== SET EXERCISE ==
In the records below, find the line containing "Exercise. Point to every instance of the puffed"; give it again exactly, along with every line that follows, and nothing else.

== SOURCE DATA ==
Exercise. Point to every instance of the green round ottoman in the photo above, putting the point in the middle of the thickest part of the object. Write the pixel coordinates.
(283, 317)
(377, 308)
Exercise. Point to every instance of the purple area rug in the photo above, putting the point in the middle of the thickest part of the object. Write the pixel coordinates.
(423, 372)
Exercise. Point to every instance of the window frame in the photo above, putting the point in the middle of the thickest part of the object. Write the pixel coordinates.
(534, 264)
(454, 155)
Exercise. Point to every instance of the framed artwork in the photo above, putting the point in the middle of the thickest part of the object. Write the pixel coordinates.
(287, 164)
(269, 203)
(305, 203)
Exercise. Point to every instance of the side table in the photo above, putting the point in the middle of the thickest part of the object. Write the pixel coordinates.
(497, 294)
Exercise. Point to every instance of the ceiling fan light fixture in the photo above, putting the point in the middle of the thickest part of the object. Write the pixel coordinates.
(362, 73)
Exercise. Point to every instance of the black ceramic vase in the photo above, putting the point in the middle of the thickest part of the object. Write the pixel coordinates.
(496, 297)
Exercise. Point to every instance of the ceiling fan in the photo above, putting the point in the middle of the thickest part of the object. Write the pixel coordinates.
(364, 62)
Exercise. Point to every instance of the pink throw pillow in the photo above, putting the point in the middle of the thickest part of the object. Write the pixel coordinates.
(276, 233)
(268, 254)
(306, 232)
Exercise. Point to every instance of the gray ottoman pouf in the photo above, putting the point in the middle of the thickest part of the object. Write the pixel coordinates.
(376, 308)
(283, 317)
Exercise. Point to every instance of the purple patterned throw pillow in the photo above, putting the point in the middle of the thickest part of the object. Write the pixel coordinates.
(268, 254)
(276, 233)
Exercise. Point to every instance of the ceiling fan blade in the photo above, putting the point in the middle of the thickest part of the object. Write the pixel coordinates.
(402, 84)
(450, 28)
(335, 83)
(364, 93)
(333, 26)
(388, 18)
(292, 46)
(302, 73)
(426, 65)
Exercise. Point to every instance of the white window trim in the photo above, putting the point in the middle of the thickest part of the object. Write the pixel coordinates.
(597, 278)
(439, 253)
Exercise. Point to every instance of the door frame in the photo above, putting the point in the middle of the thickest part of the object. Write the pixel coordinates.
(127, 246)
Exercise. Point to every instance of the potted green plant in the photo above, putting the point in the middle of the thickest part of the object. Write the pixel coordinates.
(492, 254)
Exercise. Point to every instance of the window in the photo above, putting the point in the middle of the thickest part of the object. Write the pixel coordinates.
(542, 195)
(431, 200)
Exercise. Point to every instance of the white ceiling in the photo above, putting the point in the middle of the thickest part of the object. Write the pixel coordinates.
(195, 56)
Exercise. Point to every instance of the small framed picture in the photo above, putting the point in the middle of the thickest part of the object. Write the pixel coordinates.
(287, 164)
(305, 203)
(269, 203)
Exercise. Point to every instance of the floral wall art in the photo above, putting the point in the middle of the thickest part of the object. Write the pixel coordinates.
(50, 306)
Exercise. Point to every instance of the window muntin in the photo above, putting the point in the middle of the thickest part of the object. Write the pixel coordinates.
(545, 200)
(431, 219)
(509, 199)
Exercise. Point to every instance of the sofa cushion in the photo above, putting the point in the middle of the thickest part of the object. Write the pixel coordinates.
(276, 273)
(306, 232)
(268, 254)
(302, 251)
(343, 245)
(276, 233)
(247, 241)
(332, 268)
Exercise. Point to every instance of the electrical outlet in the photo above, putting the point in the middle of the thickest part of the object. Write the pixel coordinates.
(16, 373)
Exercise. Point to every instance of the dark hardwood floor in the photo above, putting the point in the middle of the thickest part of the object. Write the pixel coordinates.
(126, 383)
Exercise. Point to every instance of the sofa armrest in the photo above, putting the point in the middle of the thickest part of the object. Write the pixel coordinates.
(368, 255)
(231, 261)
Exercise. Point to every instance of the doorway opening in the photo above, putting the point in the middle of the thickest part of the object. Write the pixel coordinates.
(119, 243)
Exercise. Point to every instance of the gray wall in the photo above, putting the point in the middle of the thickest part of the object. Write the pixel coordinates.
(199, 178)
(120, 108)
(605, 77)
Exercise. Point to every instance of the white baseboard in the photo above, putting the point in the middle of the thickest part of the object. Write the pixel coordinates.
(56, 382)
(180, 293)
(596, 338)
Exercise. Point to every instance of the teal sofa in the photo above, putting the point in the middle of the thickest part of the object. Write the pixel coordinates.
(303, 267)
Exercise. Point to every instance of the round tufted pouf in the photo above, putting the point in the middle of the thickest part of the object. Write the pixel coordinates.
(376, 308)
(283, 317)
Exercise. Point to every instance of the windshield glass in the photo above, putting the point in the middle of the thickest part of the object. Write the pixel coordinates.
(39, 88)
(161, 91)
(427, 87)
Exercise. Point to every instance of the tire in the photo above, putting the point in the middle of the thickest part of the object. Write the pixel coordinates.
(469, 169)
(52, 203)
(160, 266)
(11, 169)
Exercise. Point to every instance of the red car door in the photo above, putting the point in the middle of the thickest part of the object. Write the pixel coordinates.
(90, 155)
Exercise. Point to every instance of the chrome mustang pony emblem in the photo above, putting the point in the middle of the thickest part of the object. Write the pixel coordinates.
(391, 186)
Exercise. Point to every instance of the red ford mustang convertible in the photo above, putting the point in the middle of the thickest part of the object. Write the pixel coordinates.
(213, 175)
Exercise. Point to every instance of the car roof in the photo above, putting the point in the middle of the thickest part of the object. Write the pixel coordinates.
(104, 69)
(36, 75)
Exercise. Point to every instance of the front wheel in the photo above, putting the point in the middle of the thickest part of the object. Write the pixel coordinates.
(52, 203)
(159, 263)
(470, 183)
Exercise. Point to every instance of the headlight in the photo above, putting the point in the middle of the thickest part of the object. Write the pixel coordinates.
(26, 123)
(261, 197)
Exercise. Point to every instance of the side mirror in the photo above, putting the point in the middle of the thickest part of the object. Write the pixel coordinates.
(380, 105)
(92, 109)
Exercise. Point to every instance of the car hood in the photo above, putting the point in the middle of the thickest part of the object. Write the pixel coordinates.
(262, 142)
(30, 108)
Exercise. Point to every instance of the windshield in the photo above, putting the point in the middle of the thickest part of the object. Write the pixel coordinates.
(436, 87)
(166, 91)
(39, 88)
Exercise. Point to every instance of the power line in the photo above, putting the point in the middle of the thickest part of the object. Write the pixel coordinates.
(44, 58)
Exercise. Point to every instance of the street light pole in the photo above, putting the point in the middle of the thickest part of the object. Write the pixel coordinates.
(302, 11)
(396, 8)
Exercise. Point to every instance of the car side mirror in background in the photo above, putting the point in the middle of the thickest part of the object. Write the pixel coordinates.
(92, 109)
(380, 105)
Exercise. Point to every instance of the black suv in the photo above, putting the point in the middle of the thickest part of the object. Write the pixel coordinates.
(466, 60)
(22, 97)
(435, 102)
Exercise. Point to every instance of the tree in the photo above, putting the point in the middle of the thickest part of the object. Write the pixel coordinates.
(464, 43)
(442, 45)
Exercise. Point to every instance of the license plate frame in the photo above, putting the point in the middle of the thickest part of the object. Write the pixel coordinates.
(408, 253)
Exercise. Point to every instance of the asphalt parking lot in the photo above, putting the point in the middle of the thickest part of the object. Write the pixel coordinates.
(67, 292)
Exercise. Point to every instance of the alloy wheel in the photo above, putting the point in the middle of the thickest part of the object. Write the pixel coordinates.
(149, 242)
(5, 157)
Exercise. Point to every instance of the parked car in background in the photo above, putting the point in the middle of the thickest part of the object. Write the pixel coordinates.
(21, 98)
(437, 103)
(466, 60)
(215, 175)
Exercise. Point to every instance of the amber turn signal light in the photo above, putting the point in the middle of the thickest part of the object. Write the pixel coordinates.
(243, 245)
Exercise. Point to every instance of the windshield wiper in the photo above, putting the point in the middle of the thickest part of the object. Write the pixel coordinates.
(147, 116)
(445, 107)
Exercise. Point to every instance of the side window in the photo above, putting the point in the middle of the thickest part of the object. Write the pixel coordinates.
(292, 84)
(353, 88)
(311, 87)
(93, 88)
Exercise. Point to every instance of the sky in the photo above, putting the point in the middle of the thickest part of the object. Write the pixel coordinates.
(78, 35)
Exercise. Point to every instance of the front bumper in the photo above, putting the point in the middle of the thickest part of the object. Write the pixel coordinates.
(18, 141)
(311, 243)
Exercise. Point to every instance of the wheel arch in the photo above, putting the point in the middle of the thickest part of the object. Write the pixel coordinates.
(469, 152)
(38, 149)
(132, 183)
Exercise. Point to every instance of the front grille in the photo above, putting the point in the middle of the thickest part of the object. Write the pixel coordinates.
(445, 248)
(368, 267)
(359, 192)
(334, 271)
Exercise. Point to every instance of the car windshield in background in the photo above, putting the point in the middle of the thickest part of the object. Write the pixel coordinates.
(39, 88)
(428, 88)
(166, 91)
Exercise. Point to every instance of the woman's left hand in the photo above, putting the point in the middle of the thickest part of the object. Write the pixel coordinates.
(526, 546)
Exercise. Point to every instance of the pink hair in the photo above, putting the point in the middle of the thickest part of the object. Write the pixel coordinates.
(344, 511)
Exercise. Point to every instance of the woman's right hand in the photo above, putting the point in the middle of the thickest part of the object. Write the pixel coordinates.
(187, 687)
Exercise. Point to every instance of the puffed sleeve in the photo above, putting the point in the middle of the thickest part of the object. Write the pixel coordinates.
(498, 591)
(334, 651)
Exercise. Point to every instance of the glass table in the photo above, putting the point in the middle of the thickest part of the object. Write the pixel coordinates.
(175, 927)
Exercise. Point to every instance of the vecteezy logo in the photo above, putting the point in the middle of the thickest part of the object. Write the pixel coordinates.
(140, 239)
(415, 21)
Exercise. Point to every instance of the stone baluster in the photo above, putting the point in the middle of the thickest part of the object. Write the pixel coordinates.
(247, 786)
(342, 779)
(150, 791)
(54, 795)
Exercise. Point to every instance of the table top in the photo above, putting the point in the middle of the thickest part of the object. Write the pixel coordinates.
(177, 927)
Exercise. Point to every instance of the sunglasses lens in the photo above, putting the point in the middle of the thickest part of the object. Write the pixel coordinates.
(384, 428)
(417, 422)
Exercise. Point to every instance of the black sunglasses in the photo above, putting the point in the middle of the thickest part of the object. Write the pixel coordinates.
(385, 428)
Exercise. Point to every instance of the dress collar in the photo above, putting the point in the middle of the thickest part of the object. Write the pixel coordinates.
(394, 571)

== FULL OUTPUT ==
Exercise. Point to every instance of the puffed sleeve in the photo above, putting the point in the middle of the thickest part of the object. Write the pixel coordinates.
(498, 591)
(334, 651)
Exercise. Point to every instance of the glass table in the photo above, putting the point in the middle of the thickest part of the object. Write the pixel coordinates.
(175, 927)
Exercise. Point to every instance of the vecteezy logo in the photo above, putting the point in the middle of the thickest part of the object. Write the pixel coordinates.
(140, 239)
(415, 21)
Exercise. Point to every instance of the stone baluster in the photo above, putting the point in the middle of the thickest part of the object. Write the pixel coordinates.
(247, 786)
(342, 779)
(150, 791)
(54, 795)
Exercise. Point to every instance of the table top in the photo above, putting the point in the middle of the thickest part of the object. Write the pixel coordinates.
(177, 927)
Exercise. Point to every instance of the sunglasses lens in the photo above, putting the point in the middle of the thickest part of the object. Write the pixel coordinates.
(384, 428)
(417, 422)
Exercise. Point to every instance of the black sunglasses in the photo above, putting the point in the middle of the thickest part of the object. Write the pixel coordinates.
(385, 428)
Exercise. Point to every instance of the dress collar in the photo above, putting the point in the middle of the thickest part of the object. Write the pixel coordinates.
(394, 571)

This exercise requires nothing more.